-- Given data start --

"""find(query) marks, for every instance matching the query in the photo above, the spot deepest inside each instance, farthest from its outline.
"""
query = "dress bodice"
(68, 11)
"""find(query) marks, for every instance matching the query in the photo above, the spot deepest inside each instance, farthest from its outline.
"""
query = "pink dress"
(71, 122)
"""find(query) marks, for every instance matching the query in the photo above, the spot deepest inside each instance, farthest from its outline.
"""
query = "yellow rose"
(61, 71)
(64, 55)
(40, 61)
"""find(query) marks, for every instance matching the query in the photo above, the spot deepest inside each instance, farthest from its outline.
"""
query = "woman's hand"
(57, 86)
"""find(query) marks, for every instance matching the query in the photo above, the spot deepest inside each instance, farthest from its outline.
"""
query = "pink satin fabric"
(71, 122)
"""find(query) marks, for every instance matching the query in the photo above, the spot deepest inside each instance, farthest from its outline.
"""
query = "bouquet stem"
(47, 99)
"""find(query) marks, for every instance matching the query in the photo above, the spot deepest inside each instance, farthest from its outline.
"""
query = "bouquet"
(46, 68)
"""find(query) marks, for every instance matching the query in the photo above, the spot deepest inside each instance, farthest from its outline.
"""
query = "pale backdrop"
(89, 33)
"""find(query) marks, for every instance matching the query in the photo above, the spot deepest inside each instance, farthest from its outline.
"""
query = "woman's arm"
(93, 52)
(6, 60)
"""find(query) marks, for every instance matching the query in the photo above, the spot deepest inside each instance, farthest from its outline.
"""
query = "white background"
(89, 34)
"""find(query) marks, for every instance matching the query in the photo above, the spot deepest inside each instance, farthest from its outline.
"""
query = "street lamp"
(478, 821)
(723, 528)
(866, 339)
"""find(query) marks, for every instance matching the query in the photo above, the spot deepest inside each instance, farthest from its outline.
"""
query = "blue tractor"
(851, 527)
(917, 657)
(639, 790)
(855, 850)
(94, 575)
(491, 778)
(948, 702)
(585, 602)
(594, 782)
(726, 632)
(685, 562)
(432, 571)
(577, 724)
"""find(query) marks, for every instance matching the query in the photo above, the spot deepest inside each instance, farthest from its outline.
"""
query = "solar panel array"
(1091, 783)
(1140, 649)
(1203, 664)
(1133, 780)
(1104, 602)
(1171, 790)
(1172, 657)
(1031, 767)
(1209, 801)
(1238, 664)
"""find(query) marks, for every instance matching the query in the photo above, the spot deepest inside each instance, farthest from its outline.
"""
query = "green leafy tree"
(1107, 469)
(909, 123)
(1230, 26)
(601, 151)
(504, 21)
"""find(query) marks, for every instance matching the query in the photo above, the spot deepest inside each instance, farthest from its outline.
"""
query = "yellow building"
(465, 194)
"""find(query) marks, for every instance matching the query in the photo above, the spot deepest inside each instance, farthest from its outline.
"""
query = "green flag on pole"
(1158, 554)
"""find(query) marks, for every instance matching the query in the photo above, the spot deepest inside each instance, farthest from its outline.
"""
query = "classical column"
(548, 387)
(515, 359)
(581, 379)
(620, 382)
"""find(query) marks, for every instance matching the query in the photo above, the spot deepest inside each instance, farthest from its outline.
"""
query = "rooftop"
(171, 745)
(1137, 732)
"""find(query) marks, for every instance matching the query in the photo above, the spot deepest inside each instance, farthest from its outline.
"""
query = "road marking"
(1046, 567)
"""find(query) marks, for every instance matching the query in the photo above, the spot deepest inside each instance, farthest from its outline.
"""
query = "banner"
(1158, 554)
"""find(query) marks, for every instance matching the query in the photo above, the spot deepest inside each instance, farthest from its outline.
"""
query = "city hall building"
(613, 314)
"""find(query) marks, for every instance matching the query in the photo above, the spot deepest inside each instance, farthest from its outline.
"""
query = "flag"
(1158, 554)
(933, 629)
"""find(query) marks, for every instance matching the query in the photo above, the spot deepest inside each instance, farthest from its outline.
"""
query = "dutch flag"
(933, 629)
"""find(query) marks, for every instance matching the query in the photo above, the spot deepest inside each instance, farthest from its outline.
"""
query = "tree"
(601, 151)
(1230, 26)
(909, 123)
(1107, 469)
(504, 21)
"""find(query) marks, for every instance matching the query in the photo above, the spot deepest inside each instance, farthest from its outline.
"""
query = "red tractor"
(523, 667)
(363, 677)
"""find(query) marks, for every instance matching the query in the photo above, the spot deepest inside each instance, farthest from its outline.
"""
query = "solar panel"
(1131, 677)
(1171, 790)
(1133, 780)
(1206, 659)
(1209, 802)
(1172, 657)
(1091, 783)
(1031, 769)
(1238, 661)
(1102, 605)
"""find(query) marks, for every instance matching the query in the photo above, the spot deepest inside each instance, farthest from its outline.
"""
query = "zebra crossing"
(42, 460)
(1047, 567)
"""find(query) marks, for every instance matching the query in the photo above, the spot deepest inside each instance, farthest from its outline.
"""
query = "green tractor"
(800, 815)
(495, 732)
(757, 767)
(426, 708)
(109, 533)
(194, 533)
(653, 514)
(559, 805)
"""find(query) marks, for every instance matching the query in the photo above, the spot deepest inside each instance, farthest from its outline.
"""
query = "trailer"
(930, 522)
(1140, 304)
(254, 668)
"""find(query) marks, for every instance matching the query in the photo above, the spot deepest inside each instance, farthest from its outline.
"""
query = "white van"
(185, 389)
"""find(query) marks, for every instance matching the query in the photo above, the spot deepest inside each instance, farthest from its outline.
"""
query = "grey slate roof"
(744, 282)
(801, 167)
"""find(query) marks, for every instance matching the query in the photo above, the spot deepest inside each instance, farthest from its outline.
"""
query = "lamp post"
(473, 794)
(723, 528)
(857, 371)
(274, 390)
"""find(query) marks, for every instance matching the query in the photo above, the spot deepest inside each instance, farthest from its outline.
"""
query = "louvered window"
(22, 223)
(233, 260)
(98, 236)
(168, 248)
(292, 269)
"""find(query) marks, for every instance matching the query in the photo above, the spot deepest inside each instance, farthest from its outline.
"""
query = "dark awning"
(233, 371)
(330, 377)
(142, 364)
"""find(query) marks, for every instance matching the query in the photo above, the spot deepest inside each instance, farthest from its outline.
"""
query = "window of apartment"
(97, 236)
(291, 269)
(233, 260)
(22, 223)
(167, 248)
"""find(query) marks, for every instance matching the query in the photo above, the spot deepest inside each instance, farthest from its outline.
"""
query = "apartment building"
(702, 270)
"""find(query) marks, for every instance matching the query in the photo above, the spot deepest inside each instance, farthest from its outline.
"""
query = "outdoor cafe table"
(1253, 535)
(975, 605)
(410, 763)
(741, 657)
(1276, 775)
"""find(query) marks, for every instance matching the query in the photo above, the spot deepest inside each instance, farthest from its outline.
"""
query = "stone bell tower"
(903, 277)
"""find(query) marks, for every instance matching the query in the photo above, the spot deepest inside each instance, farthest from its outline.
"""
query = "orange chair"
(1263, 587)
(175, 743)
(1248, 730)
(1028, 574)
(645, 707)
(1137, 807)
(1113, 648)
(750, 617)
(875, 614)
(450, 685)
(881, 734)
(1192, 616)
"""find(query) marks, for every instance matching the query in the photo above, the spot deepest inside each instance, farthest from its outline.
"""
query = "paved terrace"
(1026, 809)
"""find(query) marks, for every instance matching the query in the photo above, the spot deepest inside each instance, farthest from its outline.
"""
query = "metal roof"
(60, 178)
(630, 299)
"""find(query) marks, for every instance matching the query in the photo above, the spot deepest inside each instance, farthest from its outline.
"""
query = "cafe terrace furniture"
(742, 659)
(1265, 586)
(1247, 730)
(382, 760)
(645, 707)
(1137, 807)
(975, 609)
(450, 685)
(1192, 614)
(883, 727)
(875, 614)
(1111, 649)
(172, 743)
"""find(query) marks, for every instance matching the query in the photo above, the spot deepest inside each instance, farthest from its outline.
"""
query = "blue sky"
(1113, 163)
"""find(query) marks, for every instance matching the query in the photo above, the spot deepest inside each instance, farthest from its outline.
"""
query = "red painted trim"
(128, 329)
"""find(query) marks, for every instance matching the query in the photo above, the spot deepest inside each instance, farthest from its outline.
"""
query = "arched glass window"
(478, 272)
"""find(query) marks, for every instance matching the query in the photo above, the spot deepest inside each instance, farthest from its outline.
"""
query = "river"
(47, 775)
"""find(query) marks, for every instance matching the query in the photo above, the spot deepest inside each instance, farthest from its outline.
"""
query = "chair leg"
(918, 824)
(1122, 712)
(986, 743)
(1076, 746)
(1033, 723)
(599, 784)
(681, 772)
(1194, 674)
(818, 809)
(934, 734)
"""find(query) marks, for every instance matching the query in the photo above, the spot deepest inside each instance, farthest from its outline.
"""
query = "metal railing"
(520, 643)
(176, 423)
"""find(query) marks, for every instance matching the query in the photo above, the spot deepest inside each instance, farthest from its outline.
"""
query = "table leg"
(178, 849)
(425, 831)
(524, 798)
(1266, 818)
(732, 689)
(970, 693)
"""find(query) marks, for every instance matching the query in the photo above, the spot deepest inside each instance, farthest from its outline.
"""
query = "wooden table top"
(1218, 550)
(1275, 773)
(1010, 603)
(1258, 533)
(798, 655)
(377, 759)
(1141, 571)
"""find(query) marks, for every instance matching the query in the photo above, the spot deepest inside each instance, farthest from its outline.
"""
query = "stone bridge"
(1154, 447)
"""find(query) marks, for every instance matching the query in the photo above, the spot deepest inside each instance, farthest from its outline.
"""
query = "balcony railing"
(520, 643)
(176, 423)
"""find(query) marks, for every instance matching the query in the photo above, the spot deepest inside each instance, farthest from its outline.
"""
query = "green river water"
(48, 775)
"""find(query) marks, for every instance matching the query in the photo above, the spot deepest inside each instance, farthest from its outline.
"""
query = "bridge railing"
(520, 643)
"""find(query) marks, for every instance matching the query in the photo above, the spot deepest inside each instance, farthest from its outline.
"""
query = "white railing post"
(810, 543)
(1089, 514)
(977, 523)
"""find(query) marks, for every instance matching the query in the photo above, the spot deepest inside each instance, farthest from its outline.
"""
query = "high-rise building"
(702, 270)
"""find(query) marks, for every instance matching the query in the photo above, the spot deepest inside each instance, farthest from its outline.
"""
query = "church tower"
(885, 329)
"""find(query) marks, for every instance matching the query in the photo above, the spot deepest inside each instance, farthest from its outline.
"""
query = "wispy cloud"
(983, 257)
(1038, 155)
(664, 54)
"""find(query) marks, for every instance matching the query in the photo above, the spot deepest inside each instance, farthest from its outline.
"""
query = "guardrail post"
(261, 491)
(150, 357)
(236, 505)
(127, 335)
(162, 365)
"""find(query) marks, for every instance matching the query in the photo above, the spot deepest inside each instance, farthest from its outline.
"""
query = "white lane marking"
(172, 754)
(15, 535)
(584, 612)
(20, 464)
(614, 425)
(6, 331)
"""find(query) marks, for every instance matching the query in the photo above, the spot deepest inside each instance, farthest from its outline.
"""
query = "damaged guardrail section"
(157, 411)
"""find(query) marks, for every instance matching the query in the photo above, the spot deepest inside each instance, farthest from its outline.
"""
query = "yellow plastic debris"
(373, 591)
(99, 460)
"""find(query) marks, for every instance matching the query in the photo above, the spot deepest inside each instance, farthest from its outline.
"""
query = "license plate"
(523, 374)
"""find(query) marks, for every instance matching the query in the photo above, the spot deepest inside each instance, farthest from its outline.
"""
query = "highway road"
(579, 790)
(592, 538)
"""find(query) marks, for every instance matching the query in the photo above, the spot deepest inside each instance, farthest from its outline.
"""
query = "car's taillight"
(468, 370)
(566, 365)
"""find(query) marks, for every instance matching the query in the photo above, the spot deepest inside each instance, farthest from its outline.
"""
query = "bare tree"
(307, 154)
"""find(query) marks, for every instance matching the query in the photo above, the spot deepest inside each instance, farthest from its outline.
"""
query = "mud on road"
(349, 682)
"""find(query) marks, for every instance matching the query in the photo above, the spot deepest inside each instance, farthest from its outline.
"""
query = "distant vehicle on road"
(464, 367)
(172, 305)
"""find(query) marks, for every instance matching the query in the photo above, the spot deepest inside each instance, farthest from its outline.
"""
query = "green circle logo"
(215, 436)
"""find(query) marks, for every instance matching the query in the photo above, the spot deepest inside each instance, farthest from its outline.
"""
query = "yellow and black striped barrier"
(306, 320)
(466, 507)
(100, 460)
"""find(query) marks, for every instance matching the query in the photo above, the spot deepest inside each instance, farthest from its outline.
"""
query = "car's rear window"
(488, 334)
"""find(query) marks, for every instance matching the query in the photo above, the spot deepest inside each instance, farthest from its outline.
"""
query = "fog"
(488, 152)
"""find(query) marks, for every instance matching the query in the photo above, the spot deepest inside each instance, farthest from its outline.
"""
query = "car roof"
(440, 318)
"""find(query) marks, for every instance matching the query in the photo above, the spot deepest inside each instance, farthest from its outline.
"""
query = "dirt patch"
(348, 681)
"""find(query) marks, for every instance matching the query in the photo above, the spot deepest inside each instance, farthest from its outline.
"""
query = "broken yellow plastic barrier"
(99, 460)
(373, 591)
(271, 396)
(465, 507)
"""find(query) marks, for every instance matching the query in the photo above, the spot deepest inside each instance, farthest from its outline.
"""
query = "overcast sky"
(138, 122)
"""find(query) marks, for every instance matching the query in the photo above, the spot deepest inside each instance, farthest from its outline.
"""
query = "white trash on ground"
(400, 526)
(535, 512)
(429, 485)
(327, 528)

-- Given data end --

> [Given exercise]: Count the lines in the data above that contain the string "flag", and give only that number.

> [Response to this exercise]: 3